**Listed entries**.
::::::::
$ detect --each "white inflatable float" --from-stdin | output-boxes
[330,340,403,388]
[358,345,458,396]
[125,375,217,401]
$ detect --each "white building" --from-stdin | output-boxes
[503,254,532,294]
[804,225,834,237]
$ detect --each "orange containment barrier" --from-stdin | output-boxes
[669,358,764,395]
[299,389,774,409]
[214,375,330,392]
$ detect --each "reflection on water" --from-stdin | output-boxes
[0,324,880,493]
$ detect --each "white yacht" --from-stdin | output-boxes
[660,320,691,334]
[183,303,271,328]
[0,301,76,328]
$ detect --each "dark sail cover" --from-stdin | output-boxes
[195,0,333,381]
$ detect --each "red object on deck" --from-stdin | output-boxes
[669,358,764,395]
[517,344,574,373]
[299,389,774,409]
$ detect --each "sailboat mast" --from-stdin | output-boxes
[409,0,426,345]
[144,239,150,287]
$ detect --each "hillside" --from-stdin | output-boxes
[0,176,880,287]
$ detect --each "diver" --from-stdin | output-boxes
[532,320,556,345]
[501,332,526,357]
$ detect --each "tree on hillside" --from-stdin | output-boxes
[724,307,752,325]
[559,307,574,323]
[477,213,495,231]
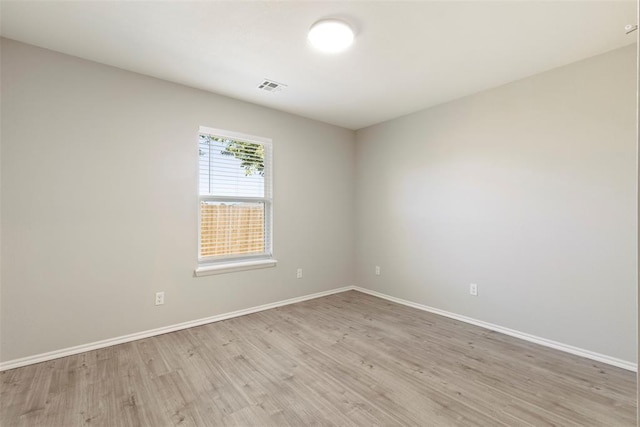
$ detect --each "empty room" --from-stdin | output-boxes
[0,0,639,427]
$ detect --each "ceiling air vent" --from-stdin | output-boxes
[258,79,287,92]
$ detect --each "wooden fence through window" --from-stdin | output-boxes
[200,202,264,257]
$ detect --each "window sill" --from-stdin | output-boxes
[195,259,278,277]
::::::::
**Task requirements**.
Find every line in the entries that contains the word "hillside", and copy each of those lines. Matching is case-sensitive.

**Result of this exercise**.
$ detect --each "hillside" --from-stdin | output-boxes
$ detect --each "tree on hillside" --from-stdin | output-boxes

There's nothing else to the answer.